## Task inputs:
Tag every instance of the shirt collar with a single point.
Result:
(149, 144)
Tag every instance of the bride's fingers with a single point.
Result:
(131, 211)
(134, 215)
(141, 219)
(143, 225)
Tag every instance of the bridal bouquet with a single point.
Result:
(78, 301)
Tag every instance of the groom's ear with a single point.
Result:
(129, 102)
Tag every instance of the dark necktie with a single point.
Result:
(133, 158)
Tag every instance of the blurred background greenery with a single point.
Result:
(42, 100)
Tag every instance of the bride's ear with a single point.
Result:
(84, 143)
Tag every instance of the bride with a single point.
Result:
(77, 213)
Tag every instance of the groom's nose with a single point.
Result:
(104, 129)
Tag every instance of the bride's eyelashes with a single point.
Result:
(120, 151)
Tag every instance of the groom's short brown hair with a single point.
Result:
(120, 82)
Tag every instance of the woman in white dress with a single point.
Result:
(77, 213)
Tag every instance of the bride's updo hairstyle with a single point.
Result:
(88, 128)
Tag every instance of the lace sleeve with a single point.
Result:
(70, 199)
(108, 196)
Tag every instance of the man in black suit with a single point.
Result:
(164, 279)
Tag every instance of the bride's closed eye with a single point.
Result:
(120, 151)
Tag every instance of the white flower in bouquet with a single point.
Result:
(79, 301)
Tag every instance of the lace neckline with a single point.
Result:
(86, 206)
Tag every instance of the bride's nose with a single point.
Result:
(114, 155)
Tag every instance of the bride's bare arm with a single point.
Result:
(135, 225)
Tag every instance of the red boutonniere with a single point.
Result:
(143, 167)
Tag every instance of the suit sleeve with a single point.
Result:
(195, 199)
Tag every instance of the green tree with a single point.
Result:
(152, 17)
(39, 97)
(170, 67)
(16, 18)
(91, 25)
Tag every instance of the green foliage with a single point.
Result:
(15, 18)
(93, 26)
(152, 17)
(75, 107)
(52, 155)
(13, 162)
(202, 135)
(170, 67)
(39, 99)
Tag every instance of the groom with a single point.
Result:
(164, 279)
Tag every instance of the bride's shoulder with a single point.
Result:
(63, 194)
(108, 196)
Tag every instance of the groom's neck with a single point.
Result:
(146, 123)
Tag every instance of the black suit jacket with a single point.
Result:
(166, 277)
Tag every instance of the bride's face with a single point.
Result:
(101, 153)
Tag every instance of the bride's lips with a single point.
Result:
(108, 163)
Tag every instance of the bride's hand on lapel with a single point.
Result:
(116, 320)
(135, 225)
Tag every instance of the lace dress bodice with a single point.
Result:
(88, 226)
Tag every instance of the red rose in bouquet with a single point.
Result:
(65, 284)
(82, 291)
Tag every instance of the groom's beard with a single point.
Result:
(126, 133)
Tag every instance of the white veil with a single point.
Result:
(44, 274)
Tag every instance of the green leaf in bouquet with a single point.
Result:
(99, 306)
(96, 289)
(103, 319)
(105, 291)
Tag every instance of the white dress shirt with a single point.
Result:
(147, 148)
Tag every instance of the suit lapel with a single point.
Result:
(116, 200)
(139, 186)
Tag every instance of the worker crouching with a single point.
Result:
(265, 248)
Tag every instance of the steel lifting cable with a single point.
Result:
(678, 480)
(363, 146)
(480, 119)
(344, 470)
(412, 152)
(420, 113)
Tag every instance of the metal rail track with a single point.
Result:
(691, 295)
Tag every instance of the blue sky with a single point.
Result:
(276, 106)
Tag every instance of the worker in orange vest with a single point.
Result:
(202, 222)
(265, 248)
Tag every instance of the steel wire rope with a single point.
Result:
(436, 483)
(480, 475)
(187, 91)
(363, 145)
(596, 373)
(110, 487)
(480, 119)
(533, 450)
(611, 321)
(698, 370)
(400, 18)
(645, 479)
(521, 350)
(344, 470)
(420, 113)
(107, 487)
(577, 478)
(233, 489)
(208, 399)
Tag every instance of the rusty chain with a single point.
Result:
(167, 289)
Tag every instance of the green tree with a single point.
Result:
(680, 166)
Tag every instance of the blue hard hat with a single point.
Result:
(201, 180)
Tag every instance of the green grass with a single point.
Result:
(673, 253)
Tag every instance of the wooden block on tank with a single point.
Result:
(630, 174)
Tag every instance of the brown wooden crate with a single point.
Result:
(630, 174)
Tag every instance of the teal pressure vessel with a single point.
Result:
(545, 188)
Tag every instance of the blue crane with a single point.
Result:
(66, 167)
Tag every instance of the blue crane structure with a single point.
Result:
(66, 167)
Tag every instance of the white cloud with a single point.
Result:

## Work task:
Copy out all lines of the listing above that include "bouquet".

## Response for this exercise:
Tag every instance of the bridal bouquet with a single point.
Tag every instance of the white flower in bouquet with a single point.
Tag every instance of the red rose in bouquet with a single point.
Tag every instance of the green leaf in bouquet with a single point.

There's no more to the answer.